### TASK GOAL
Beginning with the line that holds "If you could pick out the shop", write out the remaining lines of the material exactly, the last line included.
-- Opening Marker --
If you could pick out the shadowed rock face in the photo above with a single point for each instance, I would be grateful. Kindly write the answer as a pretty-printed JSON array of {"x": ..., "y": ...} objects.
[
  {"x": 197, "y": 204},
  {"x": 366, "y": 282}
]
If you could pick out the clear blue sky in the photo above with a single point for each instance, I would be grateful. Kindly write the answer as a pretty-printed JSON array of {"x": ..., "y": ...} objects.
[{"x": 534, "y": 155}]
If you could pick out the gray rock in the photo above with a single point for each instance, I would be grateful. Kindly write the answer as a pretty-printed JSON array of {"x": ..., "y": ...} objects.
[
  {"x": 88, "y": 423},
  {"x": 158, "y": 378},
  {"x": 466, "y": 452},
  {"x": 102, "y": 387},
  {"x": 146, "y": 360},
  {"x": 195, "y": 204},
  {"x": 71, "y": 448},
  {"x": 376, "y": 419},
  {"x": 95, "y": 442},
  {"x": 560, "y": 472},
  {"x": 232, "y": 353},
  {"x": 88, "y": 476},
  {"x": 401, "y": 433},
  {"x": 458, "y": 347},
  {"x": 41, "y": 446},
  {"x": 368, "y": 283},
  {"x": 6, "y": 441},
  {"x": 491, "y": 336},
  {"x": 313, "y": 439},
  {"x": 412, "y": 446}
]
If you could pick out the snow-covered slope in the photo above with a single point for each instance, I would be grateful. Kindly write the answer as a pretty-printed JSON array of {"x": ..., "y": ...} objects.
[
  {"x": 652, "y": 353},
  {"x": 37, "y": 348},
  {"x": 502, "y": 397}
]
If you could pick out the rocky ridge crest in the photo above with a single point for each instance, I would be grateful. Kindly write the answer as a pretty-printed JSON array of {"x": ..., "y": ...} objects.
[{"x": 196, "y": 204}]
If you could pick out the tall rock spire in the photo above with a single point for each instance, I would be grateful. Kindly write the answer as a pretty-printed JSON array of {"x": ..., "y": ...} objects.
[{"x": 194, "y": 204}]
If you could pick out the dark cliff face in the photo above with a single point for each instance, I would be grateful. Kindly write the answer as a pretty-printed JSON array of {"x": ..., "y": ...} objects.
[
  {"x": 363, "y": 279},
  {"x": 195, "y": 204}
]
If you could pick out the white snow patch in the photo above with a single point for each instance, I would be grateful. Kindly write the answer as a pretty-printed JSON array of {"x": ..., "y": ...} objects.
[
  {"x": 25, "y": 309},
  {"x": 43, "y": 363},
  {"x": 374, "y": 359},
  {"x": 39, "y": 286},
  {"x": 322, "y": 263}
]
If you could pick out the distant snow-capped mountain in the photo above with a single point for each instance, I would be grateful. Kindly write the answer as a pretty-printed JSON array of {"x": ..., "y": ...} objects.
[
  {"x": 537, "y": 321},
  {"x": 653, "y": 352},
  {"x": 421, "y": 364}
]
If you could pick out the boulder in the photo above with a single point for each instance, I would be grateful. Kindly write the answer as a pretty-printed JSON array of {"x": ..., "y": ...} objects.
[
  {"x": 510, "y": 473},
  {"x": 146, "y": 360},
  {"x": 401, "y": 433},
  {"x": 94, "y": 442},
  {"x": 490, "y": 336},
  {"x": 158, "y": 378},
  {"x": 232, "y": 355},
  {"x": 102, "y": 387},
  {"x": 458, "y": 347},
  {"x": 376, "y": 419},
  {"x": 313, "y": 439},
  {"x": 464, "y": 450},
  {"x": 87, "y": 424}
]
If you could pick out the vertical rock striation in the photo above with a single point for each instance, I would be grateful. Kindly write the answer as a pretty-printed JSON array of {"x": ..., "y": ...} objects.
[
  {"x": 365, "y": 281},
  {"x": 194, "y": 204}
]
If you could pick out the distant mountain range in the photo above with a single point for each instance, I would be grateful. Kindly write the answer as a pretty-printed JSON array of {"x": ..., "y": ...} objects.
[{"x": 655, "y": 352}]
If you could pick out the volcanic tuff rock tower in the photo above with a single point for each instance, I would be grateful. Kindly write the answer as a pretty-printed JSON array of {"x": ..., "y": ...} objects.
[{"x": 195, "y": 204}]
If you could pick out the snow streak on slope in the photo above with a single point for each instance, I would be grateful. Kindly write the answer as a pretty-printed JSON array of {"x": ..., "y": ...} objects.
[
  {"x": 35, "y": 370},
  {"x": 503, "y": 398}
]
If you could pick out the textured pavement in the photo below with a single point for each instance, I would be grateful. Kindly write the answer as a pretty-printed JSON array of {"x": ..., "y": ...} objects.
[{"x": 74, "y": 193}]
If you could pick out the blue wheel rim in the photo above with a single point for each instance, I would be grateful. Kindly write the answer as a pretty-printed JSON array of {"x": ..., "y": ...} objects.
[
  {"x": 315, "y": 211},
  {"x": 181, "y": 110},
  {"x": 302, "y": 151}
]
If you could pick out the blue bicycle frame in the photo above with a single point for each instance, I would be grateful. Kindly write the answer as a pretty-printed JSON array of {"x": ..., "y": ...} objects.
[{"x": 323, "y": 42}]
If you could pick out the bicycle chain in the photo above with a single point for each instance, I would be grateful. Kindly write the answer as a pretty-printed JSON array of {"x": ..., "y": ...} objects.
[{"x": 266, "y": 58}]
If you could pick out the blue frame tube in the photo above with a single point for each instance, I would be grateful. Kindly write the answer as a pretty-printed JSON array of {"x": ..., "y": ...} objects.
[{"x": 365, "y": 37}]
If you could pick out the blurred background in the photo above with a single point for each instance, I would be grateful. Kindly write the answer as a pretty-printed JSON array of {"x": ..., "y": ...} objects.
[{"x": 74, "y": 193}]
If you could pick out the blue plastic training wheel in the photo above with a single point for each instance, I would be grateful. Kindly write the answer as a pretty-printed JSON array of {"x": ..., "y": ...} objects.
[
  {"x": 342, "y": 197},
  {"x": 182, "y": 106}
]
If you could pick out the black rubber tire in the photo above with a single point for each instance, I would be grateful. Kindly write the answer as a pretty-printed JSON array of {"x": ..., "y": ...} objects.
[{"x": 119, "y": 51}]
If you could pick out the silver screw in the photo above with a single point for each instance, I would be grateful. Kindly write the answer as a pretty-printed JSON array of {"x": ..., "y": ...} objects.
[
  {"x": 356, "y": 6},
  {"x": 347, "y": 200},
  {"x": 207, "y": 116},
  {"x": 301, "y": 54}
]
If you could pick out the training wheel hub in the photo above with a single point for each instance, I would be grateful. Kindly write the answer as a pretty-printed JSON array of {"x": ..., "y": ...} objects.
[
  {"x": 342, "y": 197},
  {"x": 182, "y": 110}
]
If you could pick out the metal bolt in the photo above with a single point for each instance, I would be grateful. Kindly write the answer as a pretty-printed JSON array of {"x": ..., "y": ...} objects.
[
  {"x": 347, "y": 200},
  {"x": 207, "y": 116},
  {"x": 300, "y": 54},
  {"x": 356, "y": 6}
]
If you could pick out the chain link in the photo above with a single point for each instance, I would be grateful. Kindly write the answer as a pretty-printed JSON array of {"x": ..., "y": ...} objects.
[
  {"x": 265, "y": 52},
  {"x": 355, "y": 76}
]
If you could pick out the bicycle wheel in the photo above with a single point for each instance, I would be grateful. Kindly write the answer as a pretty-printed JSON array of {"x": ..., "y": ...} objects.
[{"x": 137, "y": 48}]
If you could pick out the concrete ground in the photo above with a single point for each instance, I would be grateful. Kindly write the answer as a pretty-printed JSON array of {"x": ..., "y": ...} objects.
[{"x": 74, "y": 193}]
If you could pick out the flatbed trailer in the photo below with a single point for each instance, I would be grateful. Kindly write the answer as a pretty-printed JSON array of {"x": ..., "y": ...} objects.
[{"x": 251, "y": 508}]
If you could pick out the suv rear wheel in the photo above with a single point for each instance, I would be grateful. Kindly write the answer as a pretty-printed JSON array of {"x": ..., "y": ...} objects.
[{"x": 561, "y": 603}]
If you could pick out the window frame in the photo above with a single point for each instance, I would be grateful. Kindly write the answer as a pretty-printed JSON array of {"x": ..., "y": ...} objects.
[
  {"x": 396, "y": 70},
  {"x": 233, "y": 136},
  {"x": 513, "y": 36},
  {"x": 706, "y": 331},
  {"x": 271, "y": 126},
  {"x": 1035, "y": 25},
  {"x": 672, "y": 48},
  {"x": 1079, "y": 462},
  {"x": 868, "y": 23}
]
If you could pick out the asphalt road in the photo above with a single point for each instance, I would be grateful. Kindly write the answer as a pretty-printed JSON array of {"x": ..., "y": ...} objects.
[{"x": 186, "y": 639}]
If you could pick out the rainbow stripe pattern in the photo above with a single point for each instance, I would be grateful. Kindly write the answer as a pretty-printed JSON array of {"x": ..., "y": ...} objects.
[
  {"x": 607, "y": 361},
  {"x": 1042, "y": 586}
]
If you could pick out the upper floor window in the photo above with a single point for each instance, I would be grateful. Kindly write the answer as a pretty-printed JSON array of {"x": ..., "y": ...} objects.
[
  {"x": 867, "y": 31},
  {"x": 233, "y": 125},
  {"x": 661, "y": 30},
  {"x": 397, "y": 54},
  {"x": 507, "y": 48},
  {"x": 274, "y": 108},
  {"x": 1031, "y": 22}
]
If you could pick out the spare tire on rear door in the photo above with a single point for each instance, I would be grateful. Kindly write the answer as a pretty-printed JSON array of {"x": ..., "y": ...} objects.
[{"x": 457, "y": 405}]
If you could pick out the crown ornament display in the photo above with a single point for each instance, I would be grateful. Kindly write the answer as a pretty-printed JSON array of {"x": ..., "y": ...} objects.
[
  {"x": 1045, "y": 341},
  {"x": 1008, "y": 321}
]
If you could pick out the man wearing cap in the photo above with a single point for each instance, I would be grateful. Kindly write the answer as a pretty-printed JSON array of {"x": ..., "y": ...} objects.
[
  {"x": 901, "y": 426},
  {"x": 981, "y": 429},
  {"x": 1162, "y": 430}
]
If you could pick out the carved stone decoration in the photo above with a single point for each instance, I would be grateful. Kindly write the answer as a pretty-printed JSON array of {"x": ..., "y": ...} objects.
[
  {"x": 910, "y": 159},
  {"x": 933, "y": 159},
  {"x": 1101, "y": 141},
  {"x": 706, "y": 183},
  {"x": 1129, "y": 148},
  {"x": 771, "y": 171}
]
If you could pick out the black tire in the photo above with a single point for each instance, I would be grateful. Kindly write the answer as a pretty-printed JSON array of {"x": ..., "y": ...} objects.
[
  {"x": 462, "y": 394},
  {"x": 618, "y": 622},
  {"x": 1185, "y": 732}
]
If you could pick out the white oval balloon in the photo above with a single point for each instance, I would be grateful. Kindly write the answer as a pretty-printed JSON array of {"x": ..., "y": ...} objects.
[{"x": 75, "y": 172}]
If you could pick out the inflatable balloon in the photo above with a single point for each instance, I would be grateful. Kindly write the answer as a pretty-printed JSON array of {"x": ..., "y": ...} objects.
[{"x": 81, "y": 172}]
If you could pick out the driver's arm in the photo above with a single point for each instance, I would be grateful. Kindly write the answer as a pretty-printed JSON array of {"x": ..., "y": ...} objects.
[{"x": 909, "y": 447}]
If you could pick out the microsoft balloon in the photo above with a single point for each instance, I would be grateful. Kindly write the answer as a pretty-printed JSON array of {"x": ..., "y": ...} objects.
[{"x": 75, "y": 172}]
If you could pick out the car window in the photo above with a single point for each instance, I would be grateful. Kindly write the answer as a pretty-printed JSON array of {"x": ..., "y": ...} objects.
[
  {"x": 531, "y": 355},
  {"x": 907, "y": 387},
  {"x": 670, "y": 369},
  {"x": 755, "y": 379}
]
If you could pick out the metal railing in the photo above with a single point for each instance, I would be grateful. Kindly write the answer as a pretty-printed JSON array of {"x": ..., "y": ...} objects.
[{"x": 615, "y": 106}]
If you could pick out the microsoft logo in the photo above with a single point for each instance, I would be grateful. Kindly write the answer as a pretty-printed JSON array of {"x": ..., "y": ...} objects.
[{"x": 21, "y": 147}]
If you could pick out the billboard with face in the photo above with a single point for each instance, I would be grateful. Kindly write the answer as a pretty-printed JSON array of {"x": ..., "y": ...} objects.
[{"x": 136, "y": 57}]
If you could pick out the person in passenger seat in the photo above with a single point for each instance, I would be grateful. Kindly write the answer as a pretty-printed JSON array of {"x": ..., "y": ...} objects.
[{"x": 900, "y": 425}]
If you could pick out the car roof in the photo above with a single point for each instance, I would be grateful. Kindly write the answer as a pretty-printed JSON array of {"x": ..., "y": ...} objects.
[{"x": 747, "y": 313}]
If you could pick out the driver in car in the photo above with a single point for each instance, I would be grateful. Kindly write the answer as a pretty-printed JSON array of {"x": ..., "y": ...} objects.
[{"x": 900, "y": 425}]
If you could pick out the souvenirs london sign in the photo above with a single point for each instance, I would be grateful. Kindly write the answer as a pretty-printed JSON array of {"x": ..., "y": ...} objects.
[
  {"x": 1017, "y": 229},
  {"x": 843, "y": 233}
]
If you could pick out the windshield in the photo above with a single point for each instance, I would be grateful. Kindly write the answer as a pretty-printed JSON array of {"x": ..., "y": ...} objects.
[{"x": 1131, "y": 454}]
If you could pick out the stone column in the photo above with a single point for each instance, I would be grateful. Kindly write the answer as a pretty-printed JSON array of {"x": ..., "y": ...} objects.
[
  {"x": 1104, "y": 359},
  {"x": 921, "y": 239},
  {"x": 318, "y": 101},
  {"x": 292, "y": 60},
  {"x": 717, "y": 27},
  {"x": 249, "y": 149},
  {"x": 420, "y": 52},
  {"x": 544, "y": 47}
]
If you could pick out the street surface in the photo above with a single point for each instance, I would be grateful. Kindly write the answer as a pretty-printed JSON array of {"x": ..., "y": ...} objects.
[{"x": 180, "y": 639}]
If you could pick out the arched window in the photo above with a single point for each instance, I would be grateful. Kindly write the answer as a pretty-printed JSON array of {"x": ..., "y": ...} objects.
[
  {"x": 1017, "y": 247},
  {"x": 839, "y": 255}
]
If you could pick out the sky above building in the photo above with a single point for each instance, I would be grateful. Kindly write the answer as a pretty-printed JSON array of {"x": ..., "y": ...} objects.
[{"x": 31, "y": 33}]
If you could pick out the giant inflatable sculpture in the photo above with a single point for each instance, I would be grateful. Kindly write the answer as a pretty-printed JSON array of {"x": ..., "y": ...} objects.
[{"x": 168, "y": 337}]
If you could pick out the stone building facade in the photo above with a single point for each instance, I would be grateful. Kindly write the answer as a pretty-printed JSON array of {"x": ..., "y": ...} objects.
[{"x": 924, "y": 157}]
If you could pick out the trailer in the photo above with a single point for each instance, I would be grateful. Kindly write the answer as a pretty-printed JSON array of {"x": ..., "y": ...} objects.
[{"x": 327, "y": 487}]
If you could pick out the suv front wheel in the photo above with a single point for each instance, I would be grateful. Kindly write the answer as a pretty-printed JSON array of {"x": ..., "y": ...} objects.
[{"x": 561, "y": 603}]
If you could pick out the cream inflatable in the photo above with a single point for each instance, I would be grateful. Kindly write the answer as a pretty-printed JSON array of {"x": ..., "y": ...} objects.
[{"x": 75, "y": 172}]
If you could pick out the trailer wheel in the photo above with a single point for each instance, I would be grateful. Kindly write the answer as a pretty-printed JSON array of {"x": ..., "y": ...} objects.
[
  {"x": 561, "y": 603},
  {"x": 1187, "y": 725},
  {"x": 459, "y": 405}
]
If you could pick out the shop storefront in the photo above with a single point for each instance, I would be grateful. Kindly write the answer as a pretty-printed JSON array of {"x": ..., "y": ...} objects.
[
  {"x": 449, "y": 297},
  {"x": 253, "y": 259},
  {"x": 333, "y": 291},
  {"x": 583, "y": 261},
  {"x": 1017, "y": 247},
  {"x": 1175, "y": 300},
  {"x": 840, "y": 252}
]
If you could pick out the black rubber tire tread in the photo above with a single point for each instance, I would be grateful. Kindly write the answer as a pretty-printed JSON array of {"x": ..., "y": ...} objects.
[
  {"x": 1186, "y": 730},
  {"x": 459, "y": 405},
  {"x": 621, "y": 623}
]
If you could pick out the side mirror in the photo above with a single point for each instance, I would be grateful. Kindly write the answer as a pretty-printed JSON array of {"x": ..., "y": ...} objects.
-- Closing Marker --
### ANSWER BOX
If you could pick out the shop storefront in the photo above with a single point for each instance, I would be grateful. Kindly write the answer as a pretty-printed JSON array of {"x": ..., "y": ...} objects.
[
  {"x": 449, "y": 297},
  {"x": 253, "y": 259},
  {"x": 333, "y": 291},
  {"x": 583, "y": 261},
  {"x": 1017, "y": 247},
  {"x": 1175, "y": 300},
  {"x": 840, "y": 252}
]
If you could pick out the black rubber tire tread in the photo above with a single point for each instance, I would be grateful. Kindly write the answer as a pretty-printed JSON array of {"x": ..., "y": ...} objects.
[
  {"x": 1186, "y": 730},
  {"x": 459, "y": 405},
  {"x": 621, "y": 623}
]
If you could pick out the side mirror in the photo above with a single point for each instance, I would be grateful. Kindly write the answer as a pretty-printed JSON array of {"x": ..., "y": ...} objects.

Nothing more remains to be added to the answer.